TEXTE:
▶

(a) L'adjectif <faustien, faustienne>, terme du XX ème siècle, signifie "relatif à Faust". Il s'agit d'un personnage de légende, à base historique (un chiromancien), repris dans la littérature allemande par Goethe et dans l'opéra français par Gounod.
- <<Méphistophélès : Maître, puisqu'une fois tu te rapproches de nous, puisque tu veux connaître comment les choses vont en bas, et que d'ordinaire tu te plais à mon entretien, je viens vers toi dans cette foule. Pardonne si je m'exprime avec moins de solennité : je crains bien de me faire huer par la compagnie ; mais le pathos dans ma bouche te ferait rire assurément, si depuis longtemps tu n'en avais perdu l'habitude. Je n'ai rien à dire du soleil et des sphères, mais je vois seulement combien les hommes se tourmentent. Le petit dieu du monde est encore de la même trempe et bizarre comme au premier jour. Il vivrait, je pense, plus convenablement, si tu ne lui avais frappé le cerveau d'un rayon de la céleste lumière. Il a nommé cela raison, et ne l'emploie qu'à se gouverner plus bêtement que les bêtes. Il ressemble (si ta Seigneurie le permet) à ces cigales aux longues jambes, qui s'en vont sautant et voletant dans l'herbe, en chantant leur vieille chanson. Et s'il restait toujours dans l'herbe ! mais non, il faut qu'il aille encore donner du nez contre tous les tas de fumier.
LE SEIGNEUR : N'as-tu rien de plus à nous dire ? ne viendras-tu jamais que pour te plaindre ? Et n'y a-t-il selon toi rien de bon sur la terre ?
MÉPHISTOPHÉLÈS : Rien, Seigneur : tout y va parfaitement mal, comme toujours; les hommes me font pitié dans leurs jours de misère, au point que je me fais conscience de tourmenter cette pauvre espèce.
LE SEIGNEUR : Connais-tu Faust ?
MÉPHISTOPHÉLÈS : Le docteur ?
LE SEIGNEUR : Mon serviteur.
MÉPHISTOPHÉLÈS : Sans doute. Celui-là vous sert d'une manière étrange. Chez ce fou rien de terrestre, pas même le boire et le manger. Toujours son esprit chevauche dans les espaces, et lui-même se rend compte à moitié de sa folie. Il demande au ciel ses plus belles étoiles et à la terre ses joies les plus sublimes, mais rien de loin ni de près ne suffit à calmer la tempête de ses désirs.
LE SEIGNEUR : Il me cherche ardemment dans l'obscurité, et je veux bientôt le conduire à la lumière. Dans l'arbuste qui verdit, le jardinier distingue déjà les fleurs et les fruits qui se développeront dans la saison suivante.

◀

DONNÉES PRÉSENTÉES:
▶

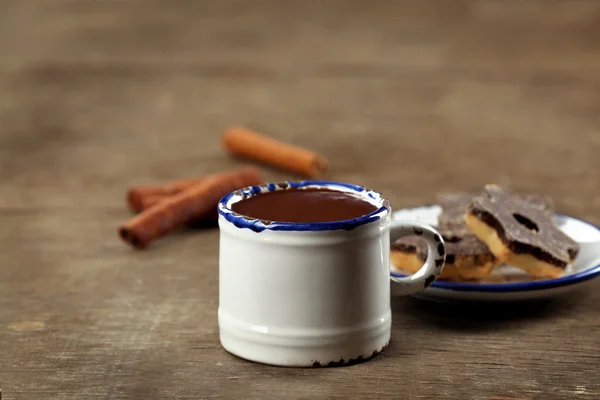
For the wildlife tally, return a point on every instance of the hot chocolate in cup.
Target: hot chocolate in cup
(304, 272)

◀

ÉNONCÉ DE LA TÂCHE: Recopiez sans rien changer le passage du texte qui va de « MÉPHISTOPHÉLÈS : Sans » jusqu'à « la saison suivante. ». Le matériel présenté n'a aucun lien avec le texte.

CORRIGÉ DÉTAILLÉ:
MÉPHISTOPHÉLÈS : Sans doute. Celui-là vous sert d'une manière étrange. Chez ce fou rien de terrestre, pas même le boire et le manger. Toujours son esprit chevauche dans les espaces, et lui-même se rend compte à moitié de sa folie. Il demande au ciel ses plus belles étoiles et à la terre ses joies les plus sublimes, mais rien de loin ni de près ne suffit à calmer la tempête de ses désirs.
LE SEIGNEUR : Il me cherche ardemment dans l'obscurité, et je veux bientôt le conduire à la lumière. Dans l'arbuste qui verdit, le jardinier distingue déjà les fleurs et les fruits qui se développeront dans la saison suivante.